- [The problem]: From the first line to the last, return the data exactly as written.

Source data Start Marker

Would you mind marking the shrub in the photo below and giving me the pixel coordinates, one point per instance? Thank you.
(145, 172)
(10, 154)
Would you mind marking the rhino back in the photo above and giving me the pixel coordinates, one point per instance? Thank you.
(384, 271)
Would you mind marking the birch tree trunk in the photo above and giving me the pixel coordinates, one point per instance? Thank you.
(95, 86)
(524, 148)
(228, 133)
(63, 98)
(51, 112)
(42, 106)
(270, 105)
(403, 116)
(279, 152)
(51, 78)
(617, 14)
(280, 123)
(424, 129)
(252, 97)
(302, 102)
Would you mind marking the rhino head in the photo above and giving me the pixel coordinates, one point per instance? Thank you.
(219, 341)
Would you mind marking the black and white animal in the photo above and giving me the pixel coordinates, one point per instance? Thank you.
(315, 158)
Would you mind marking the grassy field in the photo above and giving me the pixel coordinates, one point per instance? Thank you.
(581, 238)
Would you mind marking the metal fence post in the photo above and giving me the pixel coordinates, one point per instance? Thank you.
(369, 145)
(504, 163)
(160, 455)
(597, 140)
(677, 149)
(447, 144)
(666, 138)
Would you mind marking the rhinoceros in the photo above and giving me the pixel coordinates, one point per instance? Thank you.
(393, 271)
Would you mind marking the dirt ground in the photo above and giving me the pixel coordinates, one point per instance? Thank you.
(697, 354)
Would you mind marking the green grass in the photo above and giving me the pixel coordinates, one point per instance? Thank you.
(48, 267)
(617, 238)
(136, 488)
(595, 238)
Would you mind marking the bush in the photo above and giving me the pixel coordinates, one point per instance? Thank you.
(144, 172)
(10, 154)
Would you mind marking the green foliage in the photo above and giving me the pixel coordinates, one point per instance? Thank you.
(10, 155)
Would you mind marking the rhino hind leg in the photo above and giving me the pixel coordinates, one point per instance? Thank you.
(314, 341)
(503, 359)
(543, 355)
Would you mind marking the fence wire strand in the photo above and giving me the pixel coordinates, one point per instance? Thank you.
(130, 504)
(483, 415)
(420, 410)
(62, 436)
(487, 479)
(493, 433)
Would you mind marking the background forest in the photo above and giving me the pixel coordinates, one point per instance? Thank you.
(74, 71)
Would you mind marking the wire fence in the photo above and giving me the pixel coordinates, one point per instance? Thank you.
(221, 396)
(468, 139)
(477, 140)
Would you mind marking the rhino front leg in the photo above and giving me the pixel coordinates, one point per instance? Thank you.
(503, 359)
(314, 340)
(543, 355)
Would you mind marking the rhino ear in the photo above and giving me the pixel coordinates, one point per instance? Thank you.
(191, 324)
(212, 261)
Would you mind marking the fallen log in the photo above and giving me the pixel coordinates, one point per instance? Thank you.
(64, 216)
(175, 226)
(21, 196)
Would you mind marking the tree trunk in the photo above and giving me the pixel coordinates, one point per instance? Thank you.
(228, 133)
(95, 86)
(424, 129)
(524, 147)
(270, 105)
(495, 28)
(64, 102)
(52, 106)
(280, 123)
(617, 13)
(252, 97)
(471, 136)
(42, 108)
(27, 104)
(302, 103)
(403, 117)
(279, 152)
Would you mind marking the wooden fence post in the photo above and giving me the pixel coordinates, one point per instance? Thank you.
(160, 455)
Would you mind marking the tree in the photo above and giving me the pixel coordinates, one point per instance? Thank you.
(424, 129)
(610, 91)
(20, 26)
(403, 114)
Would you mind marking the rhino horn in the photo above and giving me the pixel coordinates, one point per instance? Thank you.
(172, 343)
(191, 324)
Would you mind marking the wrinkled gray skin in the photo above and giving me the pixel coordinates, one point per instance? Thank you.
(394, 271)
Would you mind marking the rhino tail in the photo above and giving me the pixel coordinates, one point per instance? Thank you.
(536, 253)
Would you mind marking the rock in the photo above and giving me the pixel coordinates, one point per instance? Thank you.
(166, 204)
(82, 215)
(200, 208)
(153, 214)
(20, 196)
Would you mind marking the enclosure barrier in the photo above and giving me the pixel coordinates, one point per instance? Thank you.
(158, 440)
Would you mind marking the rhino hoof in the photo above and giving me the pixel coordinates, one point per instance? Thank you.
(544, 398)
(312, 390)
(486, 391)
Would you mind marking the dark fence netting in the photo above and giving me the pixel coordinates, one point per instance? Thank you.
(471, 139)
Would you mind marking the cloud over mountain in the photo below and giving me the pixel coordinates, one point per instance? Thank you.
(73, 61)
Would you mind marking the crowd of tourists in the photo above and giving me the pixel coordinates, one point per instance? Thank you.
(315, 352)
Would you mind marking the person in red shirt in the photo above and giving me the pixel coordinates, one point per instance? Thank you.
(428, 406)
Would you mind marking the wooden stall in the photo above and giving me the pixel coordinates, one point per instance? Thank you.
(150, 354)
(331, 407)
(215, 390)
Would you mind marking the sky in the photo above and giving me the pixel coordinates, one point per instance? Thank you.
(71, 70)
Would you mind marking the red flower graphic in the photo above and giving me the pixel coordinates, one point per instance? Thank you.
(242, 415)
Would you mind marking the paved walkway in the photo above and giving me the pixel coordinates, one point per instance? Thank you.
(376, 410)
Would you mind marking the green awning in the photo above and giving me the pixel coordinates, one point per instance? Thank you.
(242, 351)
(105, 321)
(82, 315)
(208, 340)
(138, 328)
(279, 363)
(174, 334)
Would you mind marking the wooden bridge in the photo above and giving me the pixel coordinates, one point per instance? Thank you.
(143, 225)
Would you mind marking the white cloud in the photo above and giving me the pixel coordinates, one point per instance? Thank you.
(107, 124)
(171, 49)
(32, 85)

Source data End Marker

- [Response below]:
Would you mind marking the shrub in the photo below and giving me the pixel coordinates, one point per instance? Thank you.
(145, 172)
(10, 154)
Would you mind marking the rhino back in the photo above and giving me the pixel coordinates, one point per instance? Thank you.
(384, 271)
Would you mind marking the birch tree trunk in the photo above and giving me the pixel coordinates, one point per instance? Thank you.
(95, 86)
(524, 148)
(228, 133)
(63, 98)
(51, 112)
(42, 106)
(270, 105)
(403, 116)
(279, 152)
(51, 78)
(617, 14)
(280, 123)
(424, 129)
(252, 97)
(302, 102)
Would you mind marking the rhino head in the photo above and giving me the pixel coordinates, one point per instance? Thank you.
(219, 341)
Would you mind marking the black and white animal in the photo above and giving me the pixel coordinates, one point per instance? Thank you.
(315, 158)
Would you mind marking the grassy field in the photo above and giving me the pixel coordinates, one point per instance? Thank you.
(581, 238)
Would you mind marking the metal fence post in the photo above and giving me the pixel coordinates, one point per instance? Thank you.
(369, 145)
(504, 163)
(160, 455)
(597, 140)
(677, 149)
(447, 144)
(666, 138)
Would you mind marking the rhinoceros in the photo above and giving me the pixel coordinates, one point per instance? Thank you.
(393, 271)
Would you mind marking the dirt ground in the photo above and giving me the pixel coordinates, one point per instance? Thank you.
(697, 354)
Would you mind marking the green grass in the photo above and giving me the pixel coordinates, one point per instance? Thank you.
(48, 267)
(617, 238)
(136, 488)
(595, 238)
Would you mind marking the bush in the photo above and giving me the pixel coordinates, one point per instance? Thank you.
(144, 172)
(10, 154)
Would you mind marking the green foliage in the photo above and giving me the pixel coordinates, one point per instance? Thank you.
(10, 155)
Would you mind marking the rhino hind leg in the photo above and giving me the pixel coordinates, one point per instance? Thank you.
(314, 341)
(503, 359)
(543, 355)
Would you mind marking the fence wire strand in the photo above and giving me the pixel coordinates, one point per instance? Thank you.
(130, 504)
(483, 415)
(420, 410)
(62, 436)
(487, 479)
(493, 433)
Would you mind marking the background forest in the photo above and giving me the pixel coordinates, one point per instance? Thank you.
(74, 71)
Would you mind marking the wire fence in the photo above and giving me the pixel coordinates, one point per instance? Thank you.
(221, 396)
(468, 139)
(477, 140)
Would you mind marking the rhino front leg in the photo above and giving me the pixel coordinates, one point per instance? Thank you.
(503, 359)
(314, 340)
(543, 355)
Would you mind marking the rhino ear in the photo above and giving me the pixel coordinates, one point per instance? Thank you.
(191, 324)
(212, 261)
Would you mind marking the fallen log in the photo above and giving me the pixel coordinates, one point per instance? Thank you.
(64, 216)
(175, 226)
(21, 196)
Would you mind marking the tree trunk in the photo above and giving me the pixel coordinates, one point per instance? Thank you.
(228, 133)
(95, 86)
(424, 129)
(524, 147)
(270, 105)
(495, 28)
(64, 102)
(52, 106)
(280, 123)
(617, 13)
(252, 97)
(471, 136)
(42, 108)
(27, 104)
(302, 103)
(403, 117)
(279, 152)
Would you mind marking the wooden fence post in the photo above and giving me the pixel coordinates, one point per instance? Thank you.
(160, 455)
Would you mind marking the tree in the photo above and giving me the pixel coordinates, one point per instance? Thank you.
(424, 129)
(610, 91)
(20, 26)
(403, 114)
Would you mind marking the rhino horn in the photo above and giving me the pixel coordinates, one point per instance? Thank you.
(172, 343)
(191, 324)
Would you mind marking the wrinkled gray skin in the photo above and giving me the pixel coordinates, one point per instance? Thank you.
(394, 271)
Would you mind marking the rhino tail in the photo above and giving me the pixel coordinates, one point per instance? Thank you.
(536, 253)
Would you mind marking the rock in the photo above and giving me the pixel coordinates, one point per instance? Thank you.
(166, 204)
(82, 215)
(200, 208)
(153, 214)
(20, 196)
Would you mind marking the enclosure barrier in the photo above and giving me the pixel coordinates, one point per instance? Thank you.
(158, 440)
Would you mind marking the rhino hoof in the photo above and giving me the pixel coordinates, one point per instance? Thank you.
(544, 398)
(312, 390)
(486, 391)
Would you mind marking the dark fence netting in the photo above and giving me the pixel coordinates, one point per instance? Thank you.
(471, 139)
Would you mind marking the cloud over mountain in the photo below and giving me the pixel coordinates, one point per instance? Thank you.
(73, 61)
Would you mind marking the crowd of tourists in the photo above and giving me the pixel coordinates, one point per instance? Thank you.
(315, 352)
Would you mind marking the person in red shirt in the photo above and giving me the pixel coordinates, one point per instance? Thank you.
(428, 406)
Would you mind marking the wooden stall in the photo above and giving me the pixel coordinates, one point per instance? Thank you.
(150, 354)
(331, 407)
(215, 390)
Would you mind marking the sky in the photo above and giving me the pixel coordinates, one point per instance? Thank you.
(71, 70)
Would you mind marking the red flower graphic in the photo above and giving me the pixel coordinates, one point per instance? Thank you.
(242, 415)
Would you mind marking the paved walkway in the photo above and giving me the pixel coordinates, one point per instance? Thank you.
(376, 410)
Would you mind marking the green awning in the photo above and giving me the pixel coordinates, one point per instance? Thank you.
(242, 351)
(105, 321)
(82, 315)
(208, 340)
(138, 328)
(279, 363)
(174, 334)
Would you mind marking the wooden bridge in the photo above and giving me the pixel coordinates, one point per instance? Thank you.
(143, 225)
Would you mind marking the white cloud in the photo above and giving me the pixel coordinates, one point per instance? Thank you.
(107, 124)
(171, 49)
(32, 85)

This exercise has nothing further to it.